Before the outbreak of the Syrian civil war, Syria maintained an embassy in Rome located at Piazza d'Aracoeli 1, housed on the second floor of a section of the baroque Massimo di Rignano Palace, on Capitoline Hill.

During the civil war, the embassy became the target of protests. In 2012, a group of Syrian nationals attempted to storm the diplomatic premises in protest against the massacres taking place in Syria. On 29 May 2012, Italy, together with France, Belgium, Germany, the United Kingdom, and Spain, expelled the Syrian ambassador. The ambassador to Italy, Khaddour Hasan, was declared persona non grata, leading to the closure of the Syrian Embassy in Rome.

In July 2024, a few months before the Fall of the Assad regime, Italy became the first G7 country to reopen a Syrian diplomatic office. However, the office did not become operational until 12 November 2024, a month before the fall of Assad.

(Point-per-instance localization data)

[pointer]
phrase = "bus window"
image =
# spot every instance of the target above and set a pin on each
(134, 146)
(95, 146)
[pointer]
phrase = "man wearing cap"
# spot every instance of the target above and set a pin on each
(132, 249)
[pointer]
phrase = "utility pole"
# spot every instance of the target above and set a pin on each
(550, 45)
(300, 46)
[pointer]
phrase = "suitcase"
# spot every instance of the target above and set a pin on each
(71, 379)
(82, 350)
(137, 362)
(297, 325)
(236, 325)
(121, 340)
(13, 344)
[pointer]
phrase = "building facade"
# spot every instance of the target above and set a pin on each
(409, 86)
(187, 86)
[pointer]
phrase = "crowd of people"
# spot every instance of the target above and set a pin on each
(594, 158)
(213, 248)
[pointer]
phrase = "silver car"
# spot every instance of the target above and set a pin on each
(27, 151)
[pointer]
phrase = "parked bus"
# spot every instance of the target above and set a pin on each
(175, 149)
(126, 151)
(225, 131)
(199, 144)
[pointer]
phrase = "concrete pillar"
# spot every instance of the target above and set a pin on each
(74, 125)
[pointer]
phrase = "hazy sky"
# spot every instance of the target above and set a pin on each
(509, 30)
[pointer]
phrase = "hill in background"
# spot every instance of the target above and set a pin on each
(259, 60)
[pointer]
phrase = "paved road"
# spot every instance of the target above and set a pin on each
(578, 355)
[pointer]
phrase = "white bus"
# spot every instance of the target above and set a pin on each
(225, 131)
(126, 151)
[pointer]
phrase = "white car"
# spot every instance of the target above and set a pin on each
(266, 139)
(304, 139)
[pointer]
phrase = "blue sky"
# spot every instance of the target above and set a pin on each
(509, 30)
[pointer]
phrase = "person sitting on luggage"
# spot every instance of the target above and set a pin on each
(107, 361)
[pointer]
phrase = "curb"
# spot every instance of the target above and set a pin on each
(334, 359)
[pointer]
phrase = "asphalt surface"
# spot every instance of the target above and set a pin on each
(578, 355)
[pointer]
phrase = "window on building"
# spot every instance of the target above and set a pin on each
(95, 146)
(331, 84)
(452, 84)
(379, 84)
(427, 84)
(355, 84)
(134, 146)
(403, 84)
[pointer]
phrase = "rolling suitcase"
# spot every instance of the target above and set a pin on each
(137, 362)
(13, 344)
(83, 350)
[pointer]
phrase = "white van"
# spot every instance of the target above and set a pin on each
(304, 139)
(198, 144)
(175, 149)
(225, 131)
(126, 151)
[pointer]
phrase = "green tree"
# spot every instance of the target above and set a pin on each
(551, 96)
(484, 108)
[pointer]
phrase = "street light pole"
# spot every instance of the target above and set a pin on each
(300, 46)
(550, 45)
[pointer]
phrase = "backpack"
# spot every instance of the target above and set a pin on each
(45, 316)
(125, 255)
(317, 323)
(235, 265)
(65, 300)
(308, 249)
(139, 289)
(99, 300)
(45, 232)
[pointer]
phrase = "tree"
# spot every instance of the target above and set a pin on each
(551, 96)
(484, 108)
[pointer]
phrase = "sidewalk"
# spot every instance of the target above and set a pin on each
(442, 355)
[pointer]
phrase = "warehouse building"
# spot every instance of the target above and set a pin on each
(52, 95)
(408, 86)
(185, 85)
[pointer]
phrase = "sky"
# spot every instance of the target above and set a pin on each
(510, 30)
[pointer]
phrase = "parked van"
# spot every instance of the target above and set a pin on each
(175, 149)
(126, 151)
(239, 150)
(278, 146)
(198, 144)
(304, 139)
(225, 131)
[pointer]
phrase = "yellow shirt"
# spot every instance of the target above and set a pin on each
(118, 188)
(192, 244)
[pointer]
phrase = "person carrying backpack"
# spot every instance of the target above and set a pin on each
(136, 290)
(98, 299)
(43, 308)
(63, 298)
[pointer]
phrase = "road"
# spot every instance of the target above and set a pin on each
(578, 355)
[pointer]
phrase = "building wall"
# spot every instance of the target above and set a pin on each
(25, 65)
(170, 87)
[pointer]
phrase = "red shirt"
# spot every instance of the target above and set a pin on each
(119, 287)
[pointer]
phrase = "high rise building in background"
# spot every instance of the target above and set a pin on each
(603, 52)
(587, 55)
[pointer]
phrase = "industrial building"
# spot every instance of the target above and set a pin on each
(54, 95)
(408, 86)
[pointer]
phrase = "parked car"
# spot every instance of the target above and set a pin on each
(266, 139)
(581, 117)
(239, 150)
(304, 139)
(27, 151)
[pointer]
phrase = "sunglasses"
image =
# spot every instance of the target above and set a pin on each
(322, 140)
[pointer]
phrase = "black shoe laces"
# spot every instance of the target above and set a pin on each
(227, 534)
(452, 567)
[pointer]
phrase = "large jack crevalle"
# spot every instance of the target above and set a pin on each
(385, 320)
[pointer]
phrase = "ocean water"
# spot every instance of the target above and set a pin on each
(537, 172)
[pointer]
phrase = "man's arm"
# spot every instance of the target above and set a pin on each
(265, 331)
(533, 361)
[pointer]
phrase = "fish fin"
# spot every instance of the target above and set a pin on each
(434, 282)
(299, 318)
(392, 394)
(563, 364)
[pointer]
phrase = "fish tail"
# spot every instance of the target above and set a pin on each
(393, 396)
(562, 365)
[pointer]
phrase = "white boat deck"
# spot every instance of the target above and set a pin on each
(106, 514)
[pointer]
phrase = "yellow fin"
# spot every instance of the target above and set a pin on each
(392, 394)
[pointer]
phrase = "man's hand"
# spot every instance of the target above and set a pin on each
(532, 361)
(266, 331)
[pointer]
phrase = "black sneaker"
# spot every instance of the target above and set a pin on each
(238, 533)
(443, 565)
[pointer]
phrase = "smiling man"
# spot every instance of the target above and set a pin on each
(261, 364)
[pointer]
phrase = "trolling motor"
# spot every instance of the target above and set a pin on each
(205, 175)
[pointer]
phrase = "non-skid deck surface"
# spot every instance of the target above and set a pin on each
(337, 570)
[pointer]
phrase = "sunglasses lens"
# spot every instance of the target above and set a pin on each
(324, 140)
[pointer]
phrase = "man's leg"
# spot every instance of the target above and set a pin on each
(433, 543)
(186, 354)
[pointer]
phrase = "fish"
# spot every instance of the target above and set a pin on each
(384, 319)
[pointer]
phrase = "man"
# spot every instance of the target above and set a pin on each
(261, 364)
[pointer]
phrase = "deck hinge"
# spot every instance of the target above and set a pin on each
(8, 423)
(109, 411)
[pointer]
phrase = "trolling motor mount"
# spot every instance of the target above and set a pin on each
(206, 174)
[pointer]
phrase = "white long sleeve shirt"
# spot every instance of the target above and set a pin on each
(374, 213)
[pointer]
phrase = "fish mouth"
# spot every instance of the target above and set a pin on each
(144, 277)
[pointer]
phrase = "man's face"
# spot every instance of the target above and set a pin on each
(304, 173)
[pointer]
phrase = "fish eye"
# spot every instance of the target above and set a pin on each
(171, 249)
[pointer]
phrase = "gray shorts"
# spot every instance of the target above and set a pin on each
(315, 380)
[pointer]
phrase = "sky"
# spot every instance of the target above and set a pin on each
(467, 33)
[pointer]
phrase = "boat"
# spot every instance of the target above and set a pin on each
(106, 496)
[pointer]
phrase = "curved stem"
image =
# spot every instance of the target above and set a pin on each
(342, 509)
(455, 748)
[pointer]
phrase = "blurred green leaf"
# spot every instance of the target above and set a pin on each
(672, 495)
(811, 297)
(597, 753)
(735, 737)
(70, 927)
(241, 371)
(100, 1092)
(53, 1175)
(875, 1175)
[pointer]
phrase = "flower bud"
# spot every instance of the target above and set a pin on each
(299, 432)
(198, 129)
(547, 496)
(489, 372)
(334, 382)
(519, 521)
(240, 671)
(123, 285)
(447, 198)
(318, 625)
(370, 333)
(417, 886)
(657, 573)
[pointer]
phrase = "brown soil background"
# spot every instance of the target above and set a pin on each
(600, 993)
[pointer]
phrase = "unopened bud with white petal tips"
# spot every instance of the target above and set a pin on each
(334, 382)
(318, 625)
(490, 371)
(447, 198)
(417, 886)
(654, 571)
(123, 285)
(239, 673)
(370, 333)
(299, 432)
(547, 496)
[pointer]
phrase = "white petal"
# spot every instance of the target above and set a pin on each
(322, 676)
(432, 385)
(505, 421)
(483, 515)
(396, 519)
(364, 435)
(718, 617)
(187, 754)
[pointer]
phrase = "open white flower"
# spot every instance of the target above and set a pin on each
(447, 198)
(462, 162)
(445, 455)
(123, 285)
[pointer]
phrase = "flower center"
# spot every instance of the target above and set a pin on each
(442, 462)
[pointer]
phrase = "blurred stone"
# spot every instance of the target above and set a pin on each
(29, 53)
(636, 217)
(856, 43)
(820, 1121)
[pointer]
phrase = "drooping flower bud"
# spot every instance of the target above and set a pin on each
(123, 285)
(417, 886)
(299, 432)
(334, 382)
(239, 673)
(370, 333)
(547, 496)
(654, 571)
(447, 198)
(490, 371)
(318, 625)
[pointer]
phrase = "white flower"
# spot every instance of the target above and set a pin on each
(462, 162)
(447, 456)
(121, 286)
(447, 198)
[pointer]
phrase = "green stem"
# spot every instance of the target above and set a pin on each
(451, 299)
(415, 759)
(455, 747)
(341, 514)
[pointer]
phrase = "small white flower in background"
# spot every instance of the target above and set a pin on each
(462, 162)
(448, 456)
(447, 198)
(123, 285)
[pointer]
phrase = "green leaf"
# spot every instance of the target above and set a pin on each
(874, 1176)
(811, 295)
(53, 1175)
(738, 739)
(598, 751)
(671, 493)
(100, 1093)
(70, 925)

■ What you need to do ■
1/ Copy the passage on the Syrian embassy in Rome word for word, starting with "During the civil" and going on through "fall of Assad.".
2/ Decide whether each statement agrees with the passage on the Syrian embassy in Rome. Answer yes or no and quote the deciding words of the passage. (a) Before the civil war, the embassy was on the second floor of a section of the Massimo di Rignano Palace. (b) Italy was the first G7 country to reopen a Syrian diplomatic office. (c) The reopened office began operating in July 2024.
3/ Write what comes next in the passage on the Syrian embassy in Rome, starting after its final sentence.

■ Results in order ■
1/
During the civil war, the embassy became the target of protests. In 2012, a group of Syrian nationals attempted to storm the diplomatic premises in protest against the massacres taking place in Syria. On 29 May 2012, Italy, together with France, Belgium, Germany, the United Kingdom, and Spain, expelled the Syrian ambassador. The ambassador to Italy, Khaddour Hasan, was declared persona non grata, leading to the closure of the Syrian Embassy in Rome.

In July 2024, a few months before the Fall of the Assad regime, Italy became the first G7 country to reopen a Syrian diplomatic office. However, the office did not become operational until 12 November 2024, a month before the fall of Assad.

2/
(a) Yes: "housed on the second floor of a section of the baroque Massimo di Rignano Palace"
(b) Yes: "Italy became the first G7 country to reopen a Syrian diplomatic office"
(c) No: "the office did not become operational until 12 November 2024"

3/
The new Syrian diplomatic mission is no longer located at Piazza d'Aracoeli but at Via Bruxelles 51, in the Parioli quartiere, near Villa Ada. The office is situated on the same street as the Embassy of the People's Republic of China and the Embassy of the Republic of North Macedonia, and adjacent to the Embassy of Iran to the Holy See.

The reopened mission did not hold the status of a full embassy from 12 November 2024 to 5 May 2026 but operated as a Consulate General. It was expected to be upgraded to a full embassy once the political situation in Syria stabilizes. The upgrade happened in May 2026, when the Syrian Embassy in Rome reopened and Hussein Sabbagh was named Syrian Ambassador to Italy. The Consulate General from November 2024 was de facto abolished and the duties were taken by the newly reopened embassy in Rome.